Text segment:
Another diagnostic possibility in this setting is endometriosis.

Cyclical, but particularly extended or continuous use of oral contraceptives, may reduce flow and pain, says Kaunitz. Use of depot medroxy-progesterone acetate (DMPA; Depo Provera, Pfizer, New York City) as well as the levonorgestrel intrauterine system (Mirena LNG IUS, Bayer HealthCare Pharmaceuticals; Wayne, NJ) represent two effective and underutilized options in women with heavy flow and cramps, Kaunitz observes. In his practice, these medical, office-based therapeutic strategies are proactively offered to patients with heavy flow/pain before considering surgical management, he states.

What's the problem?

For the current survey, researchers performed a cross-sectional postal survey along with qualitative interviews of Scottish women. Of the 2,833 women who were surveyed, 906 women ages 25 to 44 reported heavy or very heavy periods. Further analysis was performed on this subset, with a portion of the women participating in qualitative interviews.

Excerpted records:
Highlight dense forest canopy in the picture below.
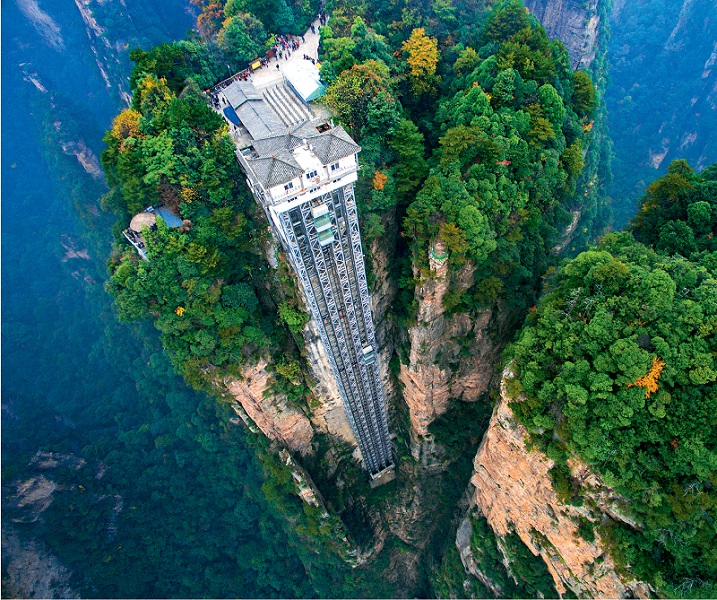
[512,161,717,593]
[92,0,717,594]
[102,0,596,384]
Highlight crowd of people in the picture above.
[206,8,328,103]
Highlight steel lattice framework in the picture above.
[265,184,394,475]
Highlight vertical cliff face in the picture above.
[457,368,650,598]
[223,358,314,454]
[525,0,600,69]
[227,215,397,458]
[400,240,516,446]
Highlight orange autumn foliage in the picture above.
[372,171,388,191]
[627,356,665,398]
[111,108,142,150]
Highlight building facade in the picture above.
[224,82,394,478]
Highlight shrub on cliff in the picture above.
[512,229,717,584]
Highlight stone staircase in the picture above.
[263,83,314,127]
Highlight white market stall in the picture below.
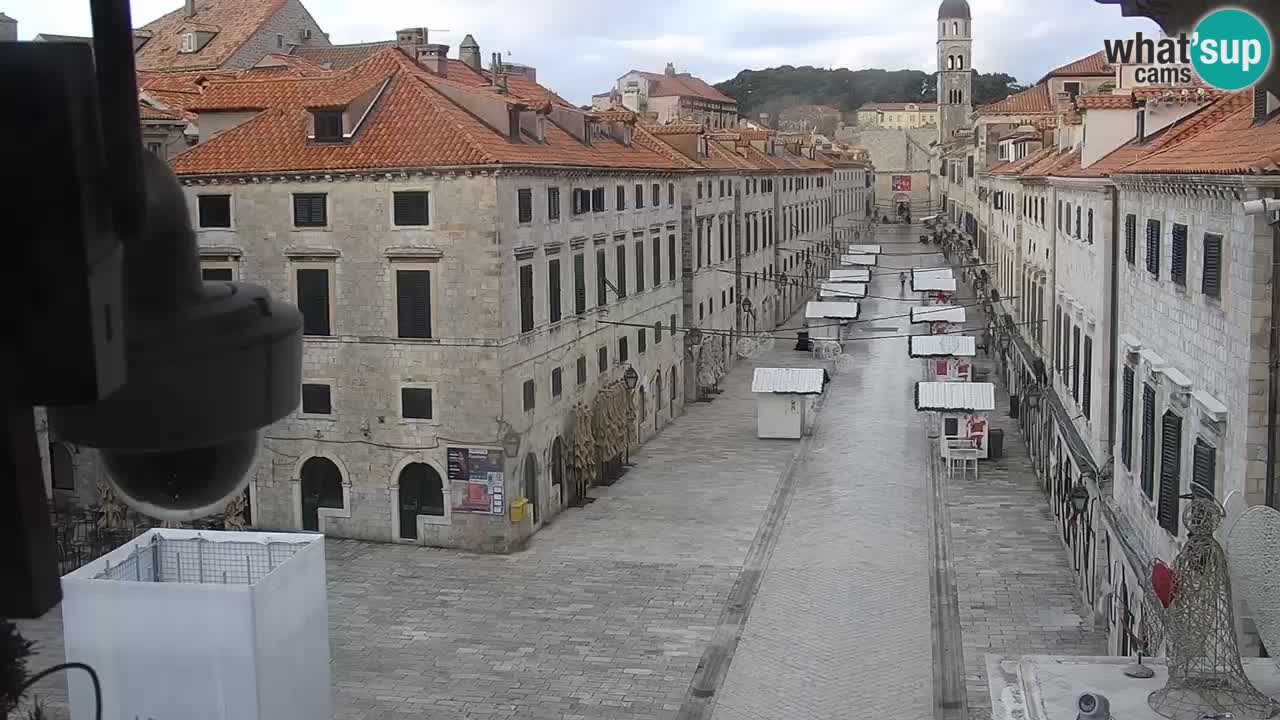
[61,529,334,720]
[827,268,872,283]
[818,281,867,300]
[915,382,996,462]
[751,368,827,439]
[911,305,965,334]
[840,254,878,268]
[906,334,978,382]
[804,301,861,342]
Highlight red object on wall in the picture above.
[1151,560,1178,607]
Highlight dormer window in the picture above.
[312,110,343,142]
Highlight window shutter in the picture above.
[1201,233,1222,297]
[1124,215,1138,265]
[1120,365,1133,470]
[298,269,329,336]
[1080,336,1093,419]
[396,270,431,338]
[1142,383,1156,498]
[520,265,534,333]
[1192,438,1217,496]
[547,260,561,323]
[573,255,586,315]
[1156,411,1183,537]
[1147,220,1160,278]
[1169,223,1187,286]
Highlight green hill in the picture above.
[716,65,1023,118]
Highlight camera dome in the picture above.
[102,432,257,521]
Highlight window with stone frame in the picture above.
[1201,233,1222,299]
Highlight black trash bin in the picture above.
[987,428,1005,460]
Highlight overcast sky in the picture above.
[10,0,1156,104]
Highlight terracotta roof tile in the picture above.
[978,85,1053,115]
[1075,92,1134,110]
[1037,50,1115,85]
[1116,91,1280,176]
[134,0,285,70]
[628,70,737,105]
[172,49,685,176]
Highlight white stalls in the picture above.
[751,363,827,439]
[804,301,861,342]
[827,268,872,283]
[61,529,334,720]
[908,334,978,382]
[915,383,996,462]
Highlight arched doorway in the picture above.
[525,452,538,525]
[399,462,444,539]
[298,457,343,532]
[552,438,566,507]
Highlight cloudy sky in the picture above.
[0,0,1156,104]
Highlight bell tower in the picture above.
[937,0,973,142]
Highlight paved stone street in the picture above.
[940,293,1106,720]
[12,220,1101,720]
[714,228,936,720]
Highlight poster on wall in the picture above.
[445,447,506,515]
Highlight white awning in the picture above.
[911,275,956,292]
[911,268,956,281]
[804,302,861,320]
[840,255,877,266]
[916,381,996,413]
[818,281,867,297]
[828,268,872,283]
[906,334,978,357]
[911,305,965,323]
[751,368,826,395]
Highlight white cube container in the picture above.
[61,529,334,720]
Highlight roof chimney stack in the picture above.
[458,33,480,70]
[417,42,449,77]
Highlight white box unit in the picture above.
[61,529,334,720]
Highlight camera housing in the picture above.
[49,152,302,520]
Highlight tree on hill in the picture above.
[716,65,1021,119]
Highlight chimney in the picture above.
[458,33,480,70]
[417,42,449,77]
[0,13,18,42]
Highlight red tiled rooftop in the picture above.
[978,85,1053,115]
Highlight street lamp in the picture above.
[502,428,520,459]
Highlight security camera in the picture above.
[49,152,302,521]
[1244,197,1280,215]
[1075,693,1111,720]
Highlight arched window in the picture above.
[399,462,444,539]
[298,457,343,532]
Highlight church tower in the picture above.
[938,0,973,142]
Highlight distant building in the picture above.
[777,105,841,135]
[591,63,737,128]
[854,102,938,129]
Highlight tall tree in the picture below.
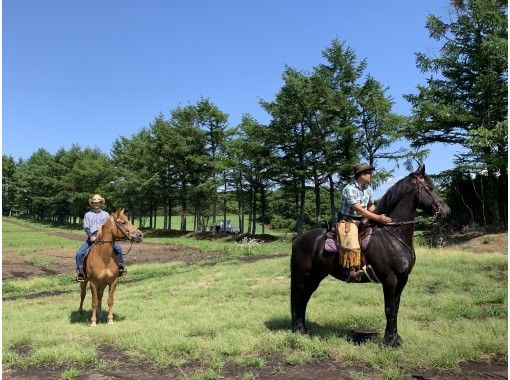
[2,155,17,216]
[406,0,508,225]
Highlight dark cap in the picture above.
[354,162,375,177]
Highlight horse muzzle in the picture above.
[436,205,452,219]
[129,230,143,243]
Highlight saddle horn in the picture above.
[414,164,425,177]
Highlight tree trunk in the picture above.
[314,174,322,228]
[251,186,257,235]
[296,176,306,234]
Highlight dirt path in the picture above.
[2,220,508,380]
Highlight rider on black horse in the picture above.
[337,163,392,282]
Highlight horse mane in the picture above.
[377,173,415,214]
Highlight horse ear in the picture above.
[414,164,425,177]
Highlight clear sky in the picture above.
[2,0,454,191]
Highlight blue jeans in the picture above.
[76,239,124,273]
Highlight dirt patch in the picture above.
[446,231,508,255]
[3,346,508,380]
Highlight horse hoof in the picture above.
[384,336,402,348]
[292,327,308,335]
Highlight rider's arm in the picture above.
[351,203,391,223]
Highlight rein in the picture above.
[372,176,439,256]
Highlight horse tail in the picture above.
[290,244,299,320]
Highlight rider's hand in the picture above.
[379,214,392,224]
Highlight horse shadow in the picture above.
[69,309,126,325]
[264,318,379,344]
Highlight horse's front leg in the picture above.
[78,280,87,314]
[383,275,408,347]
[291,273,325,334]
[108,279,119,325]
[90,282,99,326]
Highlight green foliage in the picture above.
[3,249,507,378]
[405,0,508,227]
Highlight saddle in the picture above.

Description of the task: Please resume the passage on heavy menstrual periods from its last sentence and write the next few sentences.

Expected output:
The new research was spurred by previous work regarding referrals to hospital clinics for menstrual problems,3 says Miriam Santer, MD, a research fellow in the University of Edinburgh Medical School's Division of Community Health Sciences and lead author of the current paper. As a family practitioner, Santer says she has seen several women with heavy menstrual bleeding, many of whom seemed frustrated with their symptoms and care.

When asked what bothered them the most about their periods, the women who indicated a history of heavy bleeding reported pain most frequently, followed by heaviness, moodiness or tiredness, irregularity, and other timing problems, such as unpredictable duration and spotting. The type of work women did played a major role in how problematic heavy menstruation was for them, researchers note.

"I think one of the main implications of this paper is how important it is for women experiencing heavy menstrual bleeding to fully understand the range of treatments available," observes Santer. "Because other menstrual symptoms, such as pain, influence the impact of heavy menstrual bleeding, women need to discuss their symptom profile with their health care provider and come to a decision about the best treatment for them."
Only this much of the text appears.